▶ WORK TO COMPLETE
1 – According to the rock descriptions below, what gives black jasper its dark color?
2 – Extend the rock descriptions below, picking up right after their final sentence.

== PAGE

Often identified by the Italian term lineato d’Arno, this is actually a type of limestone. Originally formed on the ocean floor, and a relative of pietra paesina, this rock seems to be uniquely found in the Apennine mountains of Italy. Unlike more common limestones, a somewhat unusual geologic history has formed its interesting patterns: after it turned to stone from a limey mud, it was fractured and calcite veins filled those fractures, producing nice straight lines in the rock. Then, groundwaters carrying iron and manganese saturated parts of the rock, leaving “high water mark” stains in it.
Whereas the more typical jasper is colored red by tiny inclusions of hematite, a red variety of iron oxide, black jasper owes its dark color to tiny inclusions of dispersed magnetite, a black iron oxide. Dark varieties of jasper are sometimes referred to as flint.
Also called simply lapis, this somewhat rare and beautiful rock owes its blue color to the mineral lazurite, which in turn owes its color to the element sulfur. When sulfur is locked in the crystal lattice of lazurite, it causes a blue color, in contrast to the bright yellow of a pure sulfur crystal. Lapis also commonly has a sprinkling of yellow- gold pyrite and streaks or patches of white calcite. Lapis lazuli is a metamorphic rock, most famously quarried in Afghanistan, where limestones, which provided the calcite, were intruded by magma, which provided the other ingredients and the heat to produce this unusual rock.
When limestone—a common sedimentary rock made of the mineral calcite—is buried in the crust and heated, it turns into the metamorphic rock called marble. The calcite crystals tend to get larger and more tightly interlocked, making marble a somewhat tougher rock than limestone. Pure calcite marble is brilliant white; impurities often appear as dark-colored streaks and swirls reflecting the tectonic contortions the rock went through. Subsequent fracturing and weathering may add veins and rusty stains. Sometimes it is challenging to tell if a limestone has been heated enough to be converted into marble, and so some limestones are mistakenly called marble.

====
== EXTRACTED DATA

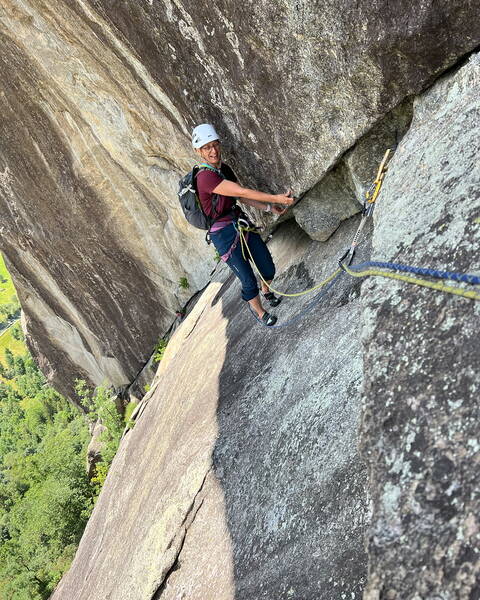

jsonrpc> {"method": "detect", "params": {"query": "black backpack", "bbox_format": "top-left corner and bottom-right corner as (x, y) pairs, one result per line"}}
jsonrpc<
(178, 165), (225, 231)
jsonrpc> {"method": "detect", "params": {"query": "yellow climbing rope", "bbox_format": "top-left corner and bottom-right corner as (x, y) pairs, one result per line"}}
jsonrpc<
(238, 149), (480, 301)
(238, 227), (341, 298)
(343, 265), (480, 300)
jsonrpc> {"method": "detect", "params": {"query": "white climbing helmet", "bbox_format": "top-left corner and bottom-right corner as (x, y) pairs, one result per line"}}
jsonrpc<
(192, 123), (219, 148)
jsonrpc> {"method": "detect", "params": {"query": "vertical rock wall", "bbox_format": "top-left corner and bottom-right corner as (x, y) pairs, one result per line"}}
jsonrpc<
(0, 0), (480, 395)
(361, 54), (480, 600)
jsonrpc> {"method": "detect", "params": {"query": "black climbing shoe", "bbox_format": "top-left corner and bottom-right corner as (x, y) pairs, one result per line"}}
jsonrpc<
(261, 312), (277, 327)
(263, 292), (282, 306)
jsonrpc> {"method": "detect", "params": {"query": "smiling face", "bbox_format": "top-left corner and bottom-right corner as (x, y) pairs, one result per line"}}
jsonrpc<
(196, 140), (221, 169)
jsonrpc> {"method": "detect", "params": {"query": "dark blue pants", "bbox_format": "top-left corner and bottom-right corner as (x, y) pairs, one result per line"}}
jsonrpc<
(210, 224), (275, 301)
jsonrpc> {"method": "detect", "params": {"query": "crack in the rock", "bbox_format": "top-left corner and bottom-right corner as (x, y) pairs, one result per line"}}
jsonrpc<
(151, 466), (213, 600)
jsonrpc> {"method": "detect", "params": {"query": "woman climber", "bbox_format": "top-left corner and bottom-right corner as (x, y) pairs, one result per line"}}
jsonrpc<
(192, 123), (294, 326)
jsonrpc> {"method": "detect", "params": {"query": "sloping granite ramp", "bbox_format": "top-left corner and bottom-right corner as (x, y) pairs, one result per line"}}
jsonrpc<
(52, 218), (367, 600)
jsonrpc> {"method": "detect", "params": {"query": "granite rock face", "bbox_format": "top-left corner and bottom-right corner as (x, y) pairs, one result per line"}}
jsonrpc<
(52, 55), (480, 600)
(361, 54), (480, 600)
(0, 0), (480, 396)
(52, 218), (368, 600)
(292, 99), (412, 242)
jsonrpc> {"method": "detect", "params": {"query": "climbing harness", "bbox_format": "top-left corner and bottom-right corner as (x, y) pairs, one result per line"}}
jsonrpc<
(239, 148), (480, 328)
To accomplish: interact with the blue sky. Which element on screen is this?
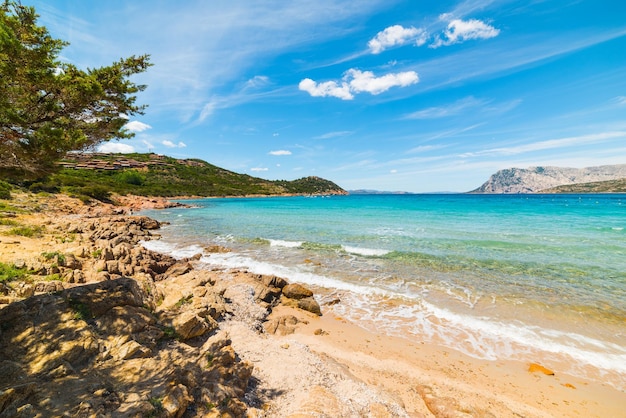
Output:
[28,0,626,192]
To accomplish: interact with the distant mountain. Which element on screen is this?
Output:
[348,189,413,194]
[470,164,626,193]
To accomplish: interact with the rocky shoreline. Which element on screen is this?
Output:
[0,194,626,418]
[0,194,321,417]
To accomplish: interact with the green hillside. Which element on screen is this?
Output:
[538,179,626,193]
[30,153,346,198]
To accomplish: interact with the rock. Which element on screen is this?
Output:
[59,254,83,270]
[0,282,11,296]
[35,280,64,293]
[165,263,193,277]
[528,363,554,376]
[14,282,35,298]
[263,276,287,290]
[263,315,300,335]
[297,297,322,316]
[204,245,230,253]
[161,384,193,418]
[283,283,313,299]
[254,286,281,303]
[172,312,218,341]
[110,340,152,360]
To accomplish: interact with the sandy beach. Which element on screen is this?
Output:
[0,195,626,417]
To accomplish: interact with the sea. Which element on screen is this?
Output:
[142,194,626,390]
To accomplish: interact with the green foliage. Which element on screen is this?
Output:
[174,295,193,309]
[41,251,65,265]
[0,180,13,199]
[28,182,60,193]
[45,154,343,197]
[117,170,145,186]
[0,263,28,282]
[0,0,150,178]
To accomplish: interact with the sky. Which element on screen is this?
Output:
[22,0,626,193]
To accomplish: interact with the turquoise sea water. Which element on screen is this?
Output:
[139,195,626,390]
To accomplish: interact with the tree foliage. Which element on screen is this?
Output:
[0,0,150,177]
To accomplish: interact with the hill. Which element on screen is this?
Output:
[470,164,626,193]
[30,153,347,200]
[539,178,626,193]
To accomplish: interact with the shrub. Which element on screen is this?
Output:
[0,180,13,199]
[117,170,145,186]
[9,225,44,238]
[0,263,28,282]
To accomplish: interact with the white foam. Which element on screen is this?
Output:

====

▶ EXERCISE RESULTS
1 – Tiny inclusions of dispersed magnetite, a black iron oxide.

2 –
The sample of African “marble” in this exhibition is limestone that has been fractured into angular pieces and then naturally cemented together again by calcite. The resulting rock is called a breccia—a rock consisting of angular fragments cemented together. The various colors are due to various amounts and types of impurities in the limestone.
Dendritic marble is simply a type of dendritic stone—a rock with manganese oxide dendrites on the surface.
This rock is known for its deep black color and its excellent shine when polished. A rock, or anything for that matter, will appear black, even under illumination, if the material contains some substance that will absorb all the colors of the incident light. Carbon-bearing organic matter is great at absorbing light. Just like very dark, organic- rich soil, Belgian “marble” is limestone that contains abundant organic matter compared with other limestones. Some samples of Belgian “marble” may have veins of white calcite, which filled fractures and lacked the organic matter that darkened the host rock.
The main mineral in marble is calcite, which is colorless and transparent. But many tiny fluid inclusions and fractures may scatter light making marble white, just as milk is made white by the scattering of light by numerous tiny fat globules. It is somewhat unusual to have a pure calcite marble because the original rock, limestone, which forms on the ocean floor, needs to be free of any mud, sand, and other debris that would later add color. That’s why relatively pure white marble is highly prized.
Like many other samples of “marble,” red “marble” is often really limestone—a sedimentary rock that has not been subjected to the higher temperatures required to make true marble. The red color is due to the most common cause of reddish colors in rock, the mineral hematite, a type of iron oxide. Some samples of red “marble” may have veins of white calcite that filled former fractures; others may be heavily fractured, even multiple times, into angular pieces, producing the rock called breccia.
Verona “marble” refers to limestones derived from the Verona area of Italy. The deep red colors are due to the mineral hematite. The rock was fragmented and individual pieces coated and cemented by white calcite. Some samples of red Verona “marble” have been weathered and the red hematite converted to more yellowish iron hydroxide.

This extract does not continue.